%%

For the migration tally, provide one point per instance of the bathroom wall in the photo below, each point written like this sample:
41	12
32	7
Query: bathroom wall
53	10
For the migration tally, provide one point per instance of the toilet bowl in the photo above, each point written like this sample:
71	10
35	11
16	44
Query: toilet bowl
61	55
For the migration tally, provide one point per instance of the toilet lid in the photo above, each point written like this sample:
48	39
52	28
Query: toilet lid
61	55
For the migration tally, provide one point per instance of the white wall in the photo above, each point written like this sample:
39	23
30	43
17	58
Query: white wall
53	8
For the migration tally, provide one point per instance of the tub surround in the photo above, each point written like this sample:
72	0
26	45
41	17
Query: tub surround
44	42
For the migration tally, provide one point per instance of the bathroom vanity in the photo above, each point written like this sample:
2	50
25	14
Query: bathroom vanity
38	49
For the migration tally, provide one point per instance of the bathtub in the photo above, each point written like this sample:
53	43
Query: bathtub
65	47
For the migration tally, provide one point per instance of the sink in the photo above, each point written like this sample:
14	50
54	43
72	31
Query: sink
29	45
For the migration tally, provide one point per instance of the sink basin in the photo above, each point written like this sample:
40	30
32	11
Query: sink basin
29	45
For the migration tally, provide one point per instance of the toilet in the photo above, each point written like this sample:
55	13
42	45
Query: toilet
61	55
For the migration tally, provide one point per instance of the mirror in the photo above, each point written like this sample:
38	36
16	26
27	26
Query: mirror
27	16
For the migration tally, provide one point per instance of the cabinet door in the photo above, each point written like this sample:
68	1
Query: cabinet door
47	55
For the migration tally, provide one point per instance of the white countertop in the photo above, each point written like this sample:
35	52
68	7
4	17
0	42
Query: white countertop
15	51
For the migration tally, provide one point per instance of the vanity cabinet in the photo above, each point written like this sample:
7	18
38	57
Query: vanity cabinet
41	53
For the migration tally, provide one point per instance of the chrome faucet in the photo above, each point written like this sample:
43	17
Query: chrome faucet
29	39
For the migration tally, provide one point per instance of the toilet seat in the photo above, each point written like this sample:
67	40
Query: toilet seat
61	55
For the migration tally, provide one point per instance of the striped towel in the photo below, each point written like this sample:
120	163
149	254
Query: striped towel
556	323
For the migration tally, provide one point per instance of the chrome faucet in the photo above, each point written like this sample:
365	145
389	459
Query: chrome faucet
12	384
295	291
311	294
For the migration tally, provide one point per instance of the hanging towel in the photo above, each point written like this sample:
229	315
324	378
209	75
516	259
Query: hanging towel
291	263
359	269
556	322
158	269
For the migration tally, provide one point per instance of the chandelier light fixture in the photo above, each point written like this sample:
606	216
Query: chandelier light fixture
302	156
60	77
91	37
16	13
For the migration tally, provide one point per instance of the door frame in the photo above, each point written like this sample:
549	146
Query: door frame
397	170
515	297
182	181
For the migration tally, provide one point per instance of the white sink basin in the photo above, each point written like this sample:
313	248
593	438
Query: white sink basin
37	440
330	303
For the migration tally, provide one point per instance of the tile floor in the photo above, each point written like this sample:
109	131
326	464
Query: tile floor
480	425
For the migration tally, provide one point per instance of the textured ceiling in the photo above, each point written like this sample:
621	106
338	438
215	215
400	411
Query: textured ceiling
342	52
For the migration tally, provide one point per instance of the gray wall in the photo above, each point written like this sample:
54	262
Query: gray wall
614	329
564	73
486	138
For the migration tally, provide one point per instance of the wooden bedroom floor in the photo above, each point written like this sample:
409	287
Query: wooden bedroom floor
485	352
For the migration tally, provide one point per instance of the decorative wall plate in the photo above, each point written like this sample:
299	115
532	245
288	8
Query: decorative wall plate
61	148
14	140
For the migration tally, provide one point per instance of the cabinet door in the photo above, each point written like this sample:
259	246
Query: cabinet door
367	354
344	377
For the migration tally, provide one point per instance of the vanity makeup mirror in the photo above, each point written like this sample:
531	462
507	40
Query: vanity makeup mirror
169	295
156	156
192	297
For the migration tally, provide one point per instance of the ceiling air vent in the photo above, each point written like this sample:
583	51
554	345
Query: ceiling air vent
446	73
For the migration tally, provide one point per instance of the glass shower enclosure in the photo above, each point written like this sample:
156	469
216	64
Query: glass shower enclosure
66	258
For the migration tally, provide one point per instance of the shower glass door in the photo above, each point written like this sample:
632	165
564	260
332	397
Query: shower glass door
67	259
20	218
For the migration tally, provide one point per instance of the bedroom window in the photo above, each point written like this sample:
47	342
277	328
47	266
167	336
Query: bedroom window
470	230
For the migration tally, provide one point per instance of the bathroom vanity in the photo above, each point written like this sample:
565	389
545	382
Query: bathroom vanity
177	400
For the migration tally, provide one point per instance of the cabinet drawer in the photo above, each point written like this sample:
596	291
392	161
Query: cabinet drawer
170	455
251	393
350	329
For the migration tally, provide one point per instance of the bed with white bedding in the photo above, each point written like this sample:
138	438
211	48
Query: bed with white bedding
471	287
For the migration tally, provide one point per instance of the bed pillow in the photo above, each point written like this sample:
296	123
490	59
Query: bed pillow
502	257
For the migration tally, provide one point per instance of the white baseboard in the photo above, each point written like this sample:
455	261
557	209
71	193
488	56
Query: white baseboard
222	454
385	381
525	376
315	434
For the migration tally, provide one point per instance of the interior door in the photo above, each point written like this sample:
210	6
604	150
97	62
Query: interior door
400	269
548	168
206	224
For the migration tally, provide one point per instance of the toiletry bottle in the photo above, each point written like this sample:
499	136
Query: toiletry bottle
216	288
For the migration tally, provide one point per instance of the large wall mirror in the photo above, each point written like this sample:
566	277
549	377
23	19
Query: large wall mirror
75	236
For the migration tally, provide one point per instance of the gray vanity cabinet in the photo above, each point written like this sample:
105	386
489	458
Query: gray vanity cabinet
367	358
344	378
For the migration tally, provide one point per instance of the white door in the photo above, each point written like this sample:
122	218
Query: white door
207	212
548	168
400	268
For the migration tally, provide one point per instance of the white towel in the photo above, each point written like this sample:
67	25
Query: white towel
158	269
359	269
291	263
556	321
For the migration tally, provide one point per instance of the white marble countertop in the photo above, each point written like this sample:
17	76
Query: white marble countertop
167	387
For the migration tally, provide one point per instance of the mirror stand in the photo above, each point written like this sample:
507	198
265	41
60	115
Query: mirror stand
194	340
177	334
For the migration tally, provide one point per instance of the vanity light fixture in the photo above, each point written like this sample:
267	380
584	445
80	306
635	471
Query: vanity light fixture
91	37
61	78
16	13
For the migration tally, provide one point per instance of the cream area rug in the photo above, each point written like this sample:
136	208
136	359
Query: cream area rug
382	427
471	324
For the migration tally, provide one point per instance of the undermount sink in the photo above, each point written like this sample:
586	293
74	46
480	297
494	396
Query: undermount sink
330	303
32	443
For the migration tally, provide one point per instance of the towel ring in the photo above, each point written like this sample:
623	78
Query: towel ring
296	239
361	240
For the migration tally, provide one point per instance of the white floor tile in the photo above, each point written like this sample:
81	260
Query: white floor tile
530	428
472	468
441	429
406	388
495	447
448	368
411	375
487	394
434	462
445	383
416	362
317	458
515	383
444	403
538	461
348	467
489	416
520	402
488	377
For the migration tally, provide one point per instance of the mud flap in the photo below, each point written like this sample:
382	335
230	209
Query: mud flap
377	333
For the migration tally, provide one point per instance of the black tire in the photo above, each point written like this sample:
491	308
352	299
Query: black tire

%%

▶ **Challenge**
Put every line of the entries above into a Markdown table with two columns, Row and Line, numbering each row and skipping blank lines.

▶ **Written response**
| Row | Line |
|---|---|
| 1 | For the migration tally, provide one point per instance of the bathroom wall in the photo below, each point written like this sample: |
| 2 | 41	12 |
| 3 | 32	7 |
| 4 | Query: bathroom wall |
| 5 | 53	10 |
| 6 | For the migration tally, provide one point per instance of the toilet bowl in the photo above, each point written like this sample: |
| 7 | 71	10 |
| 8 | 35	11 |
| 9 | 16	44 |
| 10 | Query: toilet bowl |
| 11 | 61	55 |
| 12 | For the migration tally, provide one point per instance of the toilet lid in the photo above, each point written like this sample: |
| 13 | 48	39 |
| 14 | 52	28 |
| 15 | Query: toilet lid |
| 16 | 61	55 |
| 17 | For the migration tally, provide one point per instance of the white wall in the photo above, each point written like this sample: |
| 18 | 39	23 |
| 19 | 30	43 |
| 20 | 17	58 |
| 21 | Query: white wall |
| 22 | 53	8 |
| 23 | For the migration tally, provide one point per instance of the tub surround in the photo above, each point written like this sample: |
| 24 | 72	0 |
| 25 | 26	45 |
| 26 | 41	17 |
| 27 | Query: tub surround |
| 28 | 44	42 |
| 29 | For the migration tally, provide one point per instance of the bathroom vanity in the photo above, each point written like this sample: |
| 30 | 2	50 |
| 31 | 25	14 |
| 32 | Query: bathroom vanity |
| 33 | 38	49 |
| 34 | For the migration tally, provide one point per instance of the bathtub in the photo above, each point written like this sample: |
| 35 | 53	43 |
| 36 | Query: bathtub |
| 37 | 65	47 |
| 38 | For the migration tally, provide one point per instance of the sink in the photo above, each point written like this sample: |
| 39 | 14	50 |
| 40 | 54	43 |
| 41 | 72	31 |
| 42 | Query: sink |
| 43 | 29	45 |
| 44 | For the migration tally, provide one point per instance of the sink basin in the photo above, each point written like this sample: |
| 45 | 40	30 |
| 46 | 32	11 |
| 47 | Query: sink basin |
| 48 | 29	45 |
| 49 | For the migration tally, provide one point per instance of the toilet in the photo above, each point written like this sample: |
| 50 | 55	13 |
| 51 | 42	45 |
| 52 | Query: toilet |
| 53 | 61	55 |
| 54 | For the migration tally, provide one point per instance of the mirror in the photo above, each point written like this sample: |
| 55 | 38	36 |
| 56 | 16	26 |
| 57 | 27	26 |
| 58 | Query: mirror |
| 59 | 27	16 |
| 60 | For the migration tally, provide one point per instance of the cabinet door in the photo above, each point written like this sample: |
| 61 | 68	1 |
| 62 | Query: cabinet door |
| 63 | 47	55 |
| 64 | For the migration tally, provide one point per instance of the white countertop in the photo above, each point written like this sample: |
| 65 | 35	52 |
| 66 | 68	7 |
| 67 | 4	17 |
| 68 | 0	42 |
| 69 | Query: white countertop |
| 70 | 15	51 |
| 71 | For the migration tally, provide one point per instance of the vanity cabinet in the photo above, each point written like this sample: |
| 72 | 7	18 |
| 73 | 38	57 |
| 74 | Query: vanity cabinet |
| 75 | 41	53 |
| 76 | For the migration tally, provide one point per instance of the chrome faucet in the photo above, each point written like this sample: |
| 77 | 43	17 |
| 78 | Query: chrome faucet |
| 79 | 29	39 |
| 80 | For the migration tally, provide one point per instance of the toilet seat in the photo above, each point written like this sample: |
| 81 | 67	40 |
| 82 | Query: toilet seat |
| 83 | 61	55 |
| 84 | For the migration tally, provide one point per instance of the striped towel in the photo below, each point written like this sample: |
| 85 | 120	163 |
| 86 | 149	254 |
| 87 | Query: striped towel |
| 88 | 556	323 |
| 89 | For the migration tally, provide one point per instance of the chrome faucet in the photo above, each point written like this sample: |
| 90 | 365	145 |
| 91 | 389	459 |
| 92 | Query: chrome faucet |
| 93 | 12	384 |
| 94 | 295	291 |
| 95 | 311	294 |
| 96 | For the migration tally, provide one point per instance of the hanging towel in the photo above, each point written like this sample: |
| 97 | 229	315 |
| 98 | 324	378 |
| 99 | 209	75 |
| 100 | 516	259 |
| 101 | Query: hanging towel |
| 102 | 291	263 |
| 103 | 359	269 |
| 104 | 556	322 |
| 105 | 158	269 |
| 106 | For the migration tally, provide one point per instance of the chandelier light fixture in the photo above, each point written like this sample: |
| 107 | 606	216 |
| 108 | Query: chandelier light fixture |
| 109 | 302	156 |
| 110 | 60	77 |
| 111 | 91	37 |
| 112 | 16	13 |
| 113 | For the migration tally, provide one point per instance of the door frame in the photo above, each point written like this sample: |
| 114 | 549	146 |
| 115 | Query: door frame |
| 116 | 397	170 |
| 117 | 515	297 |
| 118 | 182	181 |
| 119 | For the migration tally, provide one point per instance of the white sink basin in the photo above, each point written like this sample: |
| 120 | 313	248 |
| 121 | 593	438 |
| 122 | Query: white sink basin |
| 123 | 37	440 |
| 124 | 330	303 |
| 125 | For the migration tally, provide one point per instance of the tile floor in the photo above, each point written like this sample: |
| 126 | 109	131 |
| 127 | 326	464 |
| 128 | Query: tile floor |
| 129 | 480	425 |
| 130 | For the migration tally, provide one point per instance of the textured ceiling in the photo above, each point written like this sample: |
| 131 | 621	106 |
| 132 | 338	438 |
| 133 | 215	215 |
| 134 | 400	411 |
| 135 | Query: textured ceiling |
| 136 | 342	52 |
| 137 | For the migration tally, provide one point per instance of the gray wall in the photo above, each point written like this sample: |
| 138 | 54	262 |
| 139 | Query: gray wall |
| 140 | 614	329 |
| 141 | 564	73 |
| 142 | 486	138 |
| 143 | For the migration tally, provide one point per instance of the wooden bedroom floor in the photo above, each point written like this sample: |
| 144 | 409	287 |
| 145 | Query: wooden bedroom floor |
| 146 | 485	352 |
| 147 | For the migration tally, provide one point per instance of the decorative wall plate in the photo above, each point written like this sample: |
| 148 | 299	115 |
| 149 | 532	245 |
| 150 | 288	8 |
| 151 | Query: decorative wall plate |
| 152 | 61	148 |
| 153 | 14	140 |
| 154 | For the migration tally, provide one point per instance of the cabinet door in the photo above, each point written like this sample: |
| 155 | 259	246 |
| 156 | Query: cabinet door |
| 157 | 367	354 |
| 158 | 344	377 |
| 159 | For the migration tally, provide one point per instance of the vanity makeup mirror in the photo above, each point written like this sample: |
| 160 | 531	462 |
| 161 | 507	40 |
| 162 | Query: vanity makeup mirror |
| 163 | 169	295 |
| 164 | 156	156 |
| 165 | 192	297 |
| 166 | For the migration tally, provide one point per instance of the ceiling air vent in the photo above, each point written like this sample: |
| 167 | 583	51 |
| 168 | 554	345 |
| 169 | Query: ceiling air vent |
| 170 | 446	73 |
| 171 | For the migration tally, provide one point per instance of the glass shower enclosure in the photo above, each point written like this sample: |
| 172 | 156	469 |
| 173 | 216	64 |
| 174 | Query: glass shower enclosure |
| 175 | 66	258 |
| 176 | For the migration tally, provide one point per instance of the shower glass door in the photo above, each point written like this sample: |
| 177 | 632	165 |
| 178 | 564	260 |
| 179 | 332	397 |
| 180 | Query: shower glass door |
| 181 | 67	259 |
| 182 | 20	218 |
| 183 | For the migration tally, provide one point per instance of the bedroom window in the photo above, each point written like this sample: |
| 184 | 47	342 |
| 185 | 277	328 |
| 186 | 47	266 |
| 187 | 167	336 |
| 188 | Query: bedroom window |
| 189 | 470	230 |
| 190 | For the migration tally, provide one point per instance of the bathroom vanity in the photo above, each point written like this sample: |
| 191 | 565	389 |
| 192 | 545	382 |
| 193 | Query: bathroom vanity |
| 194 | 177	400 |
| 195 | For the migration tally, provide one point per instance of the cabinet drawer in the photo above, each point written like this sample: |
| 196 | 596	291 |
| 197 | 392	161 |
| 198 | Query: cabinet drawer |
| 199 | 170	455 |
| 200 | 251	393 |
| 201 | 350	329 |
| 202 | For the migration tally, provide one point per instance of the bed with white bedding in the photo above, each point written like this sample: |
| 203 | 138	438 |
| 204 | 211	48 |
| 205 | Query: bed with white bedding |
| 206 | 471	287 |
| 207 | For the migration tally, provide one point per instance of the bed pillow in the photo above, each point written like this sample: |
| 208 | 296	123 |
| 209 | 490	59 |
| 210 | Query: bed pillow |
| 211 | 502	257 |
| 212 | For the migration tally, provide one point per instance of the white baseboard in the photo above, each point written like this sample: |
| 213 | 455	261 |
| 214 | 557	209 |
| 215 | 71	193 |
| 216 | 488	56 |
| 217 | Query: white baseboard |
| 218 | 222	454 |
| 219 | 385	381 |
| 220 | 525	376 |
| 221 | 315	434 |
| 222 | For the migration tally, provide one point per instance of the interior door in the photo above, each point written like this sample: |
| 223 | 210	6 |
| 224 | 604	150 |
| 225 | 97	62 |
| 226 | Query: interior door |
| 227 | 400	269 |
| 228 | 548	168 |
| 229 | 206	224 |
| 230 | For the migration tally, provide one point per instance of the toiletry bottle in the photo above, each point written like this sample: |
| 231 | 499	136 |
| 232 | Query: toiletry bottle |
| 233 | 216	288 |
| 234 | For the migration tally, provide one point per instance of the large wall mirror in the photo above, each point written like this sample: |
| 235 | 566	277 |
| 236 | 549	377 |
| 237 | 23	19 |
| 238 | Query: large wall mirror |
| 239 | 75	236 |
| 240 | For the migration tally, provide one point per instance of the gray vanity cabinet in the photo above, each point written like this sample: |
| 241 | 105	386 |
| 242 | 489	458 |
| 243 | Query: gray vanity cabinet |
| 244 | 367	358 |
| 245 | 344	378 |
| 246 | For the migration tally, provide one point per instance of the white door in the photo above, each point written like this sample: |
| 247 | 122	218 |
| 248 | Query: white door |
| 249 | 207	212 |
| 250 | 548	168 |
| 251 | 400	268 |
| 252 | For the migration tally, provide one point per instance of the white towel in the photo above, each point written like this sample: |
| 253 | 67	25 |
| 254 | Query: white towel |
| 255 | 158	269 |
| 256 | 359	269 |
| 257 | 291	263 |
| 258 | 556	321 |
| 259 | For the migration tally, provide one point per instance of the white marble countertop in the photo above, each point written like this sample: |
| 260 | 17	76 |
| 261 | Query: white marble countertop |
| 262 | 167	387 |
| 263 | For the migration tally, provide one point per instance of the mirror stand in the photo above, each point written like this sample: |
| 264 | 507	198 |
| 265 | 265	41 |
| 266 | 60	115 |
| 267 | Query: mirror stand |
| 268 | 194	340 |
| 269 | 177	334 |
| 270 | For the migration tally, provide one point per instance of the vanity light fixture in the photo above, each point written like this sample: |
| 271 | 267	380 |
| 272 | 584	445 |
| 273 | 80	306 |
| 274 | 635	471 |
| 275 | Query: vanity light fixture |
| 276 | 91	37 |
| 277 | 61	78 |
| 278 | 16	13 |
| 279 | For the migration tally, provide one point per instance of the cream area rug in the photo above, each point written like this sample: |
| 280 | 136	208 |
| 281 | 136	359 |
| 282 | Query: cream area rug |
| 283 | 382	427 |
| 284 | 471	324 |
| 285 | For the migration tally, provide one point per instance of the undermount sink in the photo above, each point written like this sample: |
| 286 | 586	293 |
| 287 | 74	46 |
| 288 | 480	297 |
| 289 | 494	396 |
| 290 | Query: undermount sink |
| 291 | 330	303 |
| 292 | 32	443 |
| 293 | For the migration tally, provide one point per instance of the towel ring in the photo above, each point written like this sample: |
| 294 | 623	78 |
| 295 | Query: towel ring |
| 296 | 296	239 |
| 297 | 361	240 |
| 298 | For the migration tally, provide one point per instance of the white floor tile in the photo above, each point written like this sample: |
| 299 | 81	260 |
| 300 | Query: white floor tile |
| 301 | 530	428 |
| 302 | 472	468 |
| 303 | 441	429 |
| 304 | 406	388 |
| 305 | 495	447 |
| 306 | 448	368 |
| 307 | 411	375 |
| 308 | 487	394 |
| 309 | 434	462 |
| 310 | 445	383 |
| 311 | 416	362 |
| 312 | 317	458 |
| 313 | 515	383 |
| 314 | 444	403 |
| 315 | 538	461 |
| 316 | 348	467 |
| 317 | 489	416 |
| 318 | 520	402 |
| 319 | 488	377 |
| 320 | For the migration tally, provide one point per instance of the mud flap in the photo below, each point written like this sample: |
| 321 | 382	335 |
| 322 | 230	209 |
| 323 | Query: mud flap |
| 324 | 377	333 |
| 325 | For the migration tally, provide one point per instance of the black tire in the photo above, each point written like this sample: |
| 326 | 491	308 |
| 327 | 352	299 |
| 328 | Query: black tire |